- TASK DETAILS
Write out the records below again, swapping every "Locate" for "Find" and changing nothing else. Leave the pictures out of your answer.

- SUPPLIED ENTRIES
- - -
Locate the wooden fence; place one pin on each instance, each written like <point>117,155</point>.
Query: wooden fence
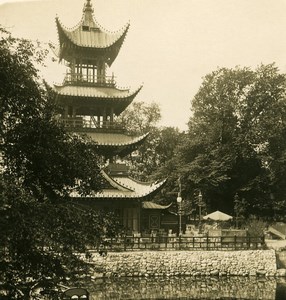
<point>129,243</point>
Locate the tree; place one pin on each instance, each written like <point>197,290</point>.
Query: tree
<point>161,142</point>
<point>236,139</point>
<point>41,227</point>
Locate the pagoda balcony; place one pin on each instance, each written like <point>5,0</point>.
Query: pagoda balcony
<point>89,80</point>
<point>80,124</point>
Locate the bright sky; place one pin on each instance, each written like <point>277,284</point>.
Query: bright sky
<point>171,44</point>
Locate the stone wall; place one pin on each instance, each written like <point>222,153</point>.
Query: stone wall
<point>186,263</point>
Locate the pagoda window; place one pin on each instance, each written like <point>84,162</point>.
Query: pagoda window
<point>85,28</point>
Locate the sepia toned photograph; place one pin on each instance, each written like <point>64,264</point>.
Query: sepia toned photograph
<point>143,149</point>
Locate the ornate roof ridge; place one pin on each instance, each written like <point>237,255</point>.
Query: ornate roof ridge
<point>68,31</point>
<point>153,205</point>
<point>114,183</point>
<point>130,94</point>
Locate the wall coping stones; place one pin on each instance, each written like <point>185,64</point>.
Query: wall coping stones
<point>259,263</point>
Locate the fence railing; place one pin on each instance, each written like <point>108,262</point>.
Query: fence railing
<point>129,243</point>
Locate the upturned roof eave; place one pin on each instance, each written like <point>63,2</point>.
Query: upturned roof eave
<point>65,36</point>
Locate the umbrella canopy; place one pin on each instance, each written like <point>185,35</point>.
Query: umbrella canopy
- - -
- FINAL ANSWER
Find the wooden fence; place one pin on each instance, each written like <point>117,155</point>.
Query: wooden fence
<point>129,243</point>
Find the tree; place one pin on each instance, each written like <point>197,290</point>.
Query: tree
<point>161,142</point>
<point>236,139</point>
<point>41,227</point>
Find the pagoda balcony; place one pin on each instance, each written like <point>5,0</point>.
Query: pagoda balcony
<point>89,80</point>
<point>80,124</point>
Find the bright sky; place one pin on each instance, each written like <point>277,284</point>.
Query: bright sky
<point>171,44</point>
Find the stone wall; place one pin on each instance, each written like <point>222,153</point>.
Query: stone wall
<point>186,263</point>
Find the pagoda window; place one pin on each instance, each written like <point>84,162</point>.
Query: pagoda window
<point>85,28</point>
Find the sepia toned photograph; place one pin on each instance, each written like <point>64,264</point>.
Query: sepia toned photograph
<point>143,149</point>
Find the ornate roof ridge; place one pin on each instance, each written like <point>237,255</point>.
Query: ornate roof ridge
<point>68,31</point>
<point>153,205</point>
<point>114,183</point>
<point>130,94</point>
Find the wall coping stones; place one pin on each instance, each written like <point>185,64</point>.
Query: wall coping stones
<point>259,263</point>
Find the fence railing; place one pin on each instance, each written like <point>108,262</point>.
Query: fence railing
<point>129,243</point>
Find the upturned roof eave; place one pin on each instance, each written like <point>63,2</point>.
Query: upturned roof eave
<point>65,36</point>
Find the umbrella canopy; place one pin on each instance, each written like <point>185,35</point>.
Query: umbrella canopy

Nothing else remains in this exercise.